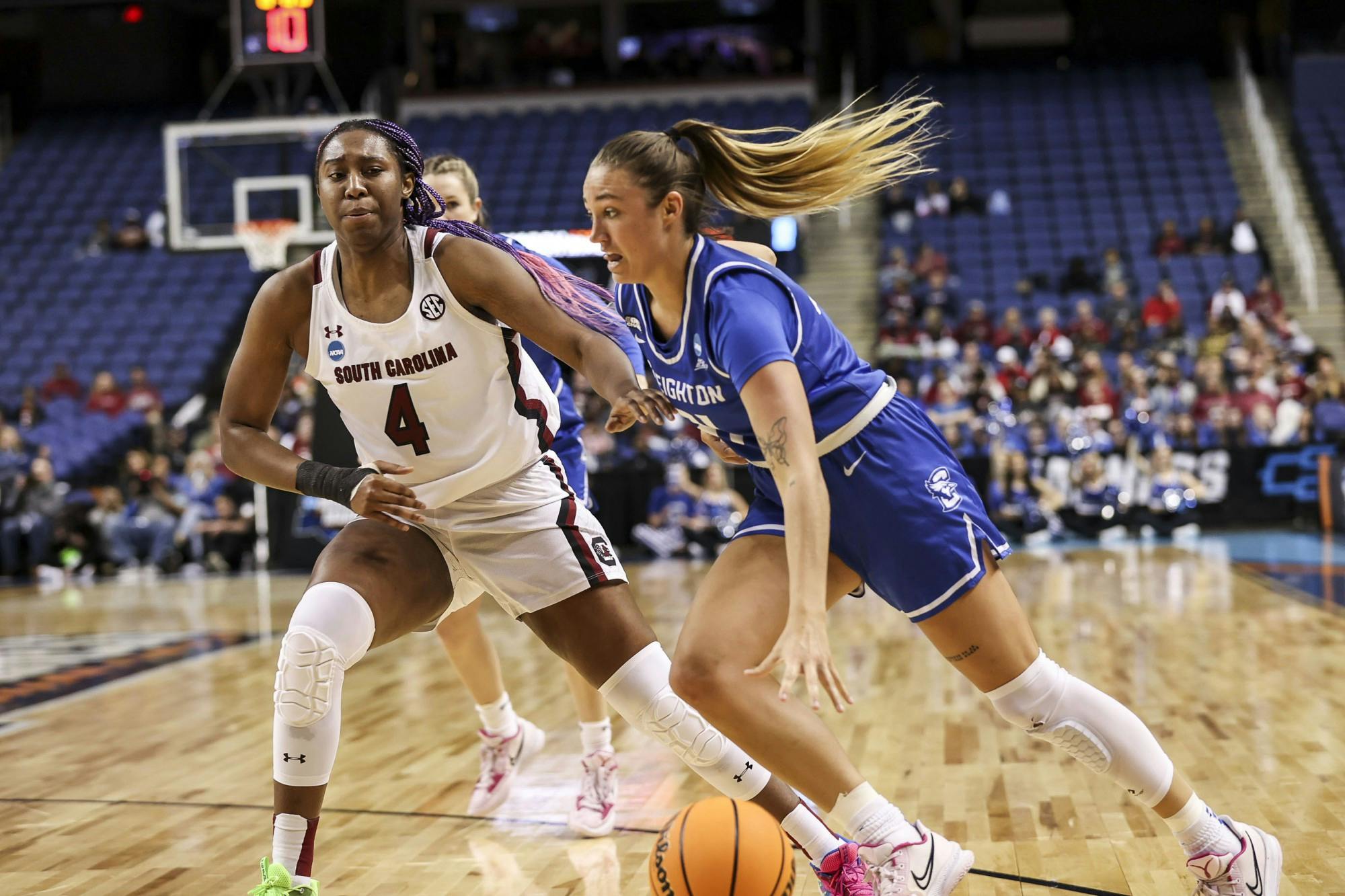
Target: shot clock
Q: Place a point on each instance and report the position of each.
(278, 32)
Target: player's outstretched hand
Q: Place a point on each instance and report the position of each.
(723, 451)
(804, 647)
(387, 499)
(640, 405)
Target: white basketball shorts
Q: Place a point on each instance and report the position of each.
(527, 541)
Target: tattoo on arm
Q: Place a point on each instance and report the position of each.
(774, 446)
(964, 654)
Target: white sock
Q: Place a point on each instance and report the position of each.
(808, 830)
(870, 818)
(287, 840)
(597, 736)
(498, 719)
(1199, 829)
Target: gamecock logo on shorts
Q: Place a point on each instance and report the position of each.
(603, 551)
(432, 307)
(944, 489)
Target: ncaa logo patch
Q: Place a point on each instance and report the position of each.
(432, 307)
(603, 551)
(944, 489)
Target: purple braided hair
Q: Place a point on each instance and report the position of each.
(587, 303)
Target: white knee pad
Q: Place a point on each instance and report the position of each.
(642, 693)
(330, 631)
(1048, 702)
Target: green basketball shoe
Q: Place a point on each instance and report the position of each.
(278, 881)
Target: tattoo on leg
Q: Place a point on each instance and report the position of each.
(774, 444)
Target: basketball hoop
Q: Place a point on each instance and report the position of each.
(266, 241)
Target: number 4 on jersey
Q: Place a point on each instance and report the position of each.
(403, 425)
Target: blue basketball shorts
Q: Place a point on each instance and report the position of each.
(905, 513)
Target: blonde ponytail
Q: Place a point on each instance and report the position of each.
(853, 154)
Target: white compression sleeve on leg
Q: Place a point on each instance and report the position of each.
(642, 693)
(1048, 702)
(330, 631)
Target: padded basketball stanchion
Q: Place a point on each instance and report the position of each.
(266, 241)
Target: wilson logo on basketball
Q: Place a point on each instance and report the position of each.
(434, 307)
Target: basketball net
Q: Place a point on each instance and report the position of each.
(266, 241)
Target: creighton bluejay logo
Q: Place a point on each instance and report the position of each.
(944, 489)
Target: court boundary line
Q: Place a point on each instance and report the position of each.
(396, 813)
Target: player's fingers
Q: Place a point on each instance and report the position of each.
(810, 677)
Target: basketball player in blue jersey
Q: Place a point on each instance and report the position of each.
(509, 740)
(852, 479)
(412, 325)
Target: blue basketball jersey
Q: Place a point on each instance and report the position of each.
(740, 315)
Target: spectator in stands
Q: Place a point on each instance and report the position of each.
(672, 505)
(938, 294)
(962, 201)
(1169, 241)
(1013, 333)
(145, 525)
(228, 536)
(1023, 505)
(1243, 237)
(61, 385)
(976, 325)
(1163, 309)
(30, 412)
(29, 517)
(131, 236)
(14, 458)
(1120, 311)
(1094, 509)
(1078, 278)
(1327, 399)
(1207, 240)
(106, 397)
(1227, 300)
(899, 208)
(143, 396)
(937, 335)
(898, 335)
(1087, 330)
(930, 260)
(1266, 302)
(719, 512)
(934, 202)
(100, 240)
(1113, 268)
(895, 271)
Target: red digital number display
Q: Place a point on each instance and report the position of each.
(287, 30)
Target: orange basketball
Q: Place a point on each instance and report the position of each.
(722, 846)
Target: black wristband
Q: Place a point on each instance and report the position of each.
(333, 483)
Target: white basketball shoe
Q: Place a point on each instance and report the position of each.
(929, 866)
(595, 807)
(501, 760)
(1253, 870)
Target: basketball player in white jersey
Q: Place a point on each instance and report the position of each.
(508, 739)
(416, 337)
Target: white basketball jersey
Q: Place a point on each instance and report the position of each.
(439, 389)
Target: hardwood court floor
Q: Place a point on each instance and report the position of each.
(161, 782)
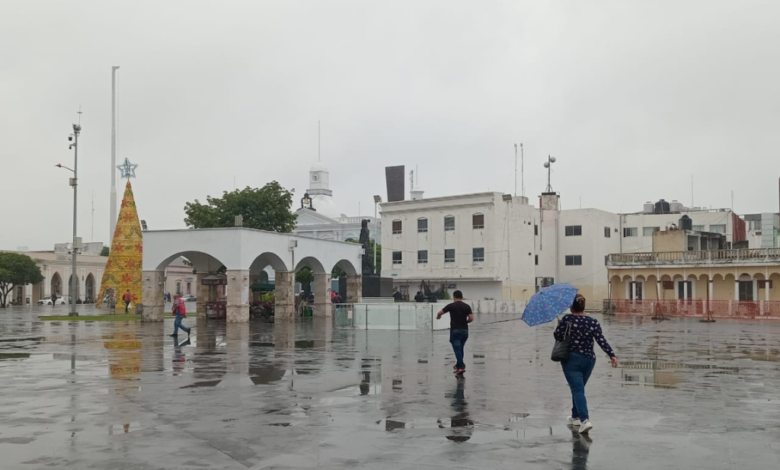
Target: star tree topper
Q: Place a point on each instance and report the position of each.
(127, 169)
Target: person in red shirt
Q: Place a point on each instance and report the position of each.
(127, 298)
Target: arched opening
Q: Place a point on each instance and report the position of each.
(341, 271)
(199, 278)
(262, 284)
(76, 294)
(56, 284)
(89, 286)
(304, 276)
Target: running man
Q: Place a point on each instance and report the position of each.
(460, 317)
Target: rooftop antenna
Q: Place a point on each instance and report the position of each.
(515, 170)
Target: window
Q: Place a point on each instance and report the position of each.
(478, 220)
(449, 255)
(746, 290)
(635, 287)
(449, 224)
(683, 287)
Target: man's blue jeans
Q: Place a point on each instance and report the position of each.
(177, 325)
(577, 369)
(458, 339)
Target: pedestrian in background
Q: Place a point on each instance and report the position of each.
(180, 312)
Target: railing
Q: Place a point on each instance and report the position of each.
(759, 255)
(763, 309)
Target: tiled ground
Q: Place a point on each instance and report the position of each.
(125, 396)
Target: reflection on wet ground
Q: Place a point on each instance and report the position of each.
(124, 395)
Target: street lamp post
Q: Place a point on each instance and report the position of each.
(74, 277)
(377, 200)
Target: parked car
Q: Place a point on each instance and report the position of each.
(47, 301)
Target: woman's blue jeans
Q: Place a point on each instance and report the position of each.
(577, 369)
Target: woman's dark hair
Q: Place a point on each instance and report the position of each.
(578, 305)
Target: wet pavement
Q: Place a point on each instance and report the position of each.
(124, 395)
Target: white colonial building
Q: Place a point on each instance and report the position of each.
(320, 217)
(57, 269)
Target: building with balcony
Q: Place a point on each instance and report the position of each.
(671, 277)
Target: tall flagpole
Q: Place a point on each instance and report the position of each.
(112, 212)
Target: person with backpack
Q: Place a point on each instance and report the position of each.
(127, 298)
(180, 312)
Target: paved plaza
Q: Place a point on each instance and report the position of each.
(80, 395)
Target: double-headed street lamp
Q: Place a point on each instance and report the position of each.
(74, 277)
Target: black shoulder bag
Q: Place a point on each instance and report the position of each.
(561, 348)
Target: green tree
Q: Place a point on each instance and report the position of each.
(338, 273)
(266, 208)
(16, 269)
(305, 276)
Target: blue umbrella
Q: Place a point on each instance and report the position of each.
(548, 303)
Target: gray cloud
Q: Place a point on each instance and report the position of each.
(631, 97)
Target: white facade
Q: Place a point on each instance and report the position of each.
(717, 221)
(524, 247)
(56, 267)
(441, 242)
(322, 219)
(572, 246)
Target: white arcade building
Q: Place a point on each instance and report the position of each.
(245, 253)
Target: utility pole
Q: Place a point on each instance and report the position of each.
(112, 211)
(74, 277)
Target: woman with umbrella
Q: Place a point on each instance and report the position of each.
(575, 335)
(582, 331)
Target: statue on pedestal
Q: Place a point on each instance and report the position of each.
(365, 241)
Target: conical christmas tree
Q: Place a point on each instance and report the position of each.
(123, 269)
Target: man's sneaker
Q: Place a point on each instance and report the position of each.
(585, 426)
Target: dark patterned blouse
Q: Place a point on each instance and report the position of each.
(583, 331)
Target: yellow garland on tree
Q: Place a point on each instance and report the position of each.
(123, 269)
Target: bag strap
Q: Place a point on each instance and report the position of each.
(568, 329)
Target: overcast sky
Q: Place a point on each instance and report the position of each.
(632, 97)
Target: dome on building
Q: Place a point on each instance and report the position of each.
(318, 166)
(326, 206)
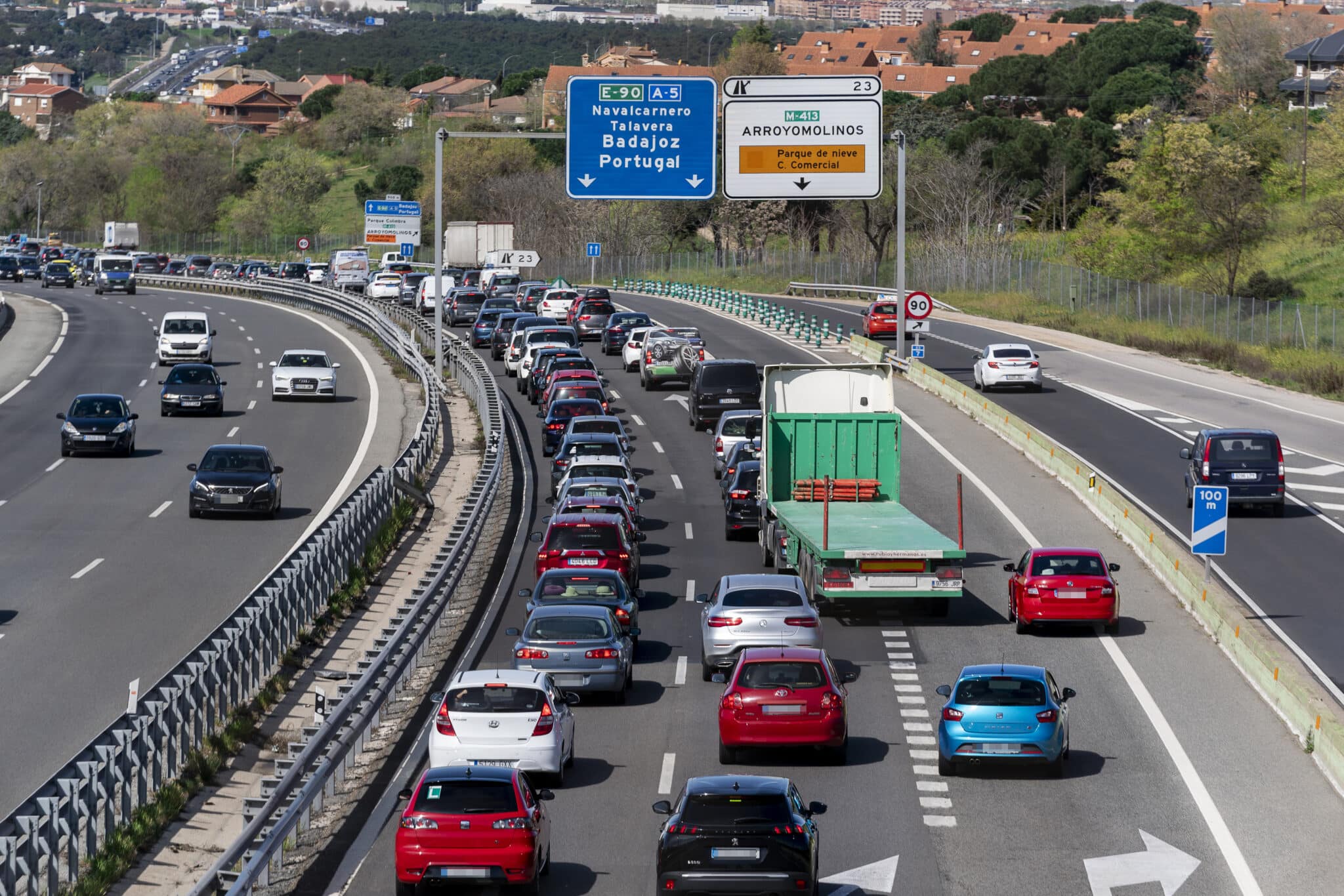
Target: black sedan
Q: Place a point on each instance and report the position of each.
(192, 388)
(618, 329)
(58, 274)
(98, 424)
(234, 479)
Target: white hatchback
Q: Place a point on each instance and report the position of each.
(505, 718)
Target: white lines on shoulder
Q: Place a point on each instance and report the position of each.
(665, 775)
(88, 569)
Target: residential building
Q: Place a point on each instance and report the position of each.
(45, 106)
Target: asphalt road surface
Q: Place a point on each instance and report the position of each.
(1181, 778)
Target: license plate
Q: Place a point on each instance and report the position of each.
(782, 708)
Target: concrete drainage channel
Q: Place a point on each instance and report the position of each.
(47, 840)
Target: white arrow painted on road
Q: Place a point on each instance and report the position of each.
(1159, 861)
(878, 878)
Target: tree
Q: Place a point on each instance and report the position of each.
(987, 26)
(928, 47)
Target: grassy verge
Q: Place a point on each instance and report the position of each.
(1296, 369)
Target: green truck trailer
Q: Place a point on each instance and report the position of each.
(839, 424)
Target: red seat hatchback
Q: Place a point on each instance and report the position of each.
(1063, 584)
(784, 697)
(473, 825)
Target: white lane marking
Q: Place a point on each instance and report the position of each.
(88, 569)
(665, 775)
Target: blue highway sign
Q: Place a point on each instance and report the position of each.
(641, 137)
(1209, 520)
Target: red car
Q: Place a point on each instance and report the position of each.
(784, 697)
(476, 825)
(881, 319)
(1063, 584)
(588, 542)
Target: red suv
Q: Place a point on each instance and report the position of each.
(784, 697)
(588, 542)
(473, 824)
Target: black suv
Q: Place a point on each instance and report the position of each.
(746, 833)
(1249, 462)
(721, 386)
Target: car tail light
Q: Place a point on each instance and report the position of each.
(442, 723)
(836, 578)
(545, 722)
(418, 823)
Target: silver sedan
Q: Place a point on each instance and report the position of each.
(582, 648)
(754, 611)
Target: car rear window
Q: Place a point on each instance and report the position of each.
(763, 598)
(780, 674)
(1000, 691)
(495, 699)
(726, 810)
(467, 797)
(583, 538)
(1072, 565)
(1242, 448)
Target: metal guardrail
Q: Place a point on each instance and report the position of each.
(62, 825)
(824, 291)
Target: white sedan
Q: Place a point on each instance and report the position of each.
(633, 348)
(303, 371)
(503, 718)
(1007, 365)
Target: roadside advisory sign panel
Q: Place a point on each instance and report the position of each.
(641, 137)
(803, 137)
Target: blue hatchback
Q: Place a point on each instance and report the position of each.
(1004, 712)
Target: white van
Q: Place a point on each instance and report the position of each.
(186, 336)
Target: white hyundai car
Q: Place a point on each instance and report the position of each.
(303, 371)
(1007, 365)
(503, 718)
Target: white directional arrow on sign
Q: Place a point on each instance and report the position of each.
(877, 878)
(1160, 863)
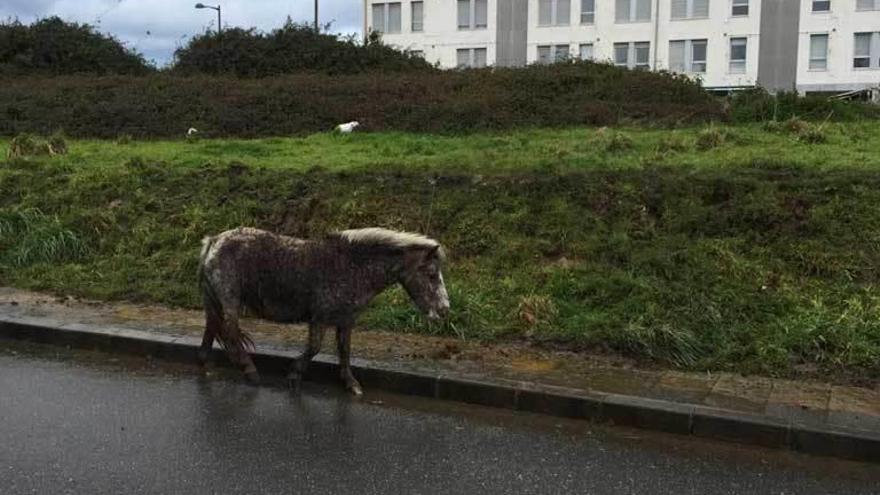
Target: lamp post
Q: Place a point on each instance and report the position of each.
(217, 8)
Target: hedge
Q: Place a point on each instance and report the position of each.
(163, 105)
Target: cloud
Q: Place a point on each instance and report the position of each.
(156, 27)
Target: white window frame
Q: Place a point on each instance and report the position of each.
(739, 3)
(631, 62)
(736, 65)
(689, 61)
(553, 51)
(820, 3)
(873, 51)
(875, 5)
(555, 17)
(689, 11)
(592, 49)
(588, 10)
(815, 64)
(633, 12)
(386, 8)
(412, 17)
(472, 57)
(472, 15)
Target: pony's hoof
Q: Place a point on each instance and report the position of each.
(252, 377)
(355, 389)
(294, 382)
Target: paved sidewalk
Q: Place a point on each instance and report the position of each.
(821, 405)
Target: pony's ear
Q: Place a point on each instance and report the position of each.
(433, 252)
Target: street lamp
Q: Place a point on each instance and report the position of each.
(217, 8)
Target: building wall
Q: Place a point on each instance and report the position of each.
(605, 32)
(841, 24)
(512, 32)
(777, 56)
(777, 33)
(441, 37)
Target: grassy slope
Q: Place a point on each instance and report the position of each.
(849, 146)
(758, 255)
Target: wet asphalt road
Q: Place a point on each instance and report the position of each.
(92, 424)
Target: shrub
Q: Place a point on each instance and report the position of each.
(613, 141)
(580, 93)
(52, 46)
(290, 49)
(709, 138)
(803, 131)
(674, 144)
(29, 145)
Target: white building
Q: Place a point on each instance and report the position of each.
(810, 45)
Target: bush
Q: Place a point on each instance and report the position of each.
(293, 48)
(581, 93)
(803, 131)
(30, 145)
(710, 138)
(52, 46)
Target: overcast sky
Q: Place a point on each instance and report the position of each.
(156, 27)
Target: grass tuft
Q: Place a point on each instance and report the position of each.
(27, 236)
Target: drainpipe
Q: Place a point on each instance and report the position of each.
(656, 31)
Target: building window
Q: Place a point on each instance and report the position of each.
(588, 11)
(554, 12)
(386, 17)
(738, 53)
(585, 51)
(470, 58)
(417, 9)
(690, 9)
(740, 8)
(821, 5)
(818, 52)
(632, 55)
(472, 14)
(688, 56)
(632, 11)
(553, 53)
(867, 51)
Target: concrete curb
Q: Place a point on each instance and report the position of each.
(671, 417)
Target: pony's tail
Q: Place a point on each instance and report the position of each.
(213, 306)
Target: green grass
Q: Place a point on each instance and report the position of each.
(757, 254)
(848, 145)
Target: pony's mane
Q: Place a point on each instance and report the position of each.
(384, 237)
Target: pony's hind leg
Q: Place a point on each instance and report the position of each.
(237, 342)
(299, 366)
(343, 348)
(213, 326)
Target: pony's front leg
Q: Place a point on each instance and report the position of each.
(299, 366)
(343, 348)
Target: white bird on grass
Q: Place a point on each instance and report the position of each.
(347, 127)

§ **Task description**
The expected answer is every line above in which the word "building" appears.

§ **Exercise response**
Target: white colonial building
Target: building with balcony
Target: white arcade building
Target: dome on building
Target: residential building
Target: building wall
Target: white building
Target: building window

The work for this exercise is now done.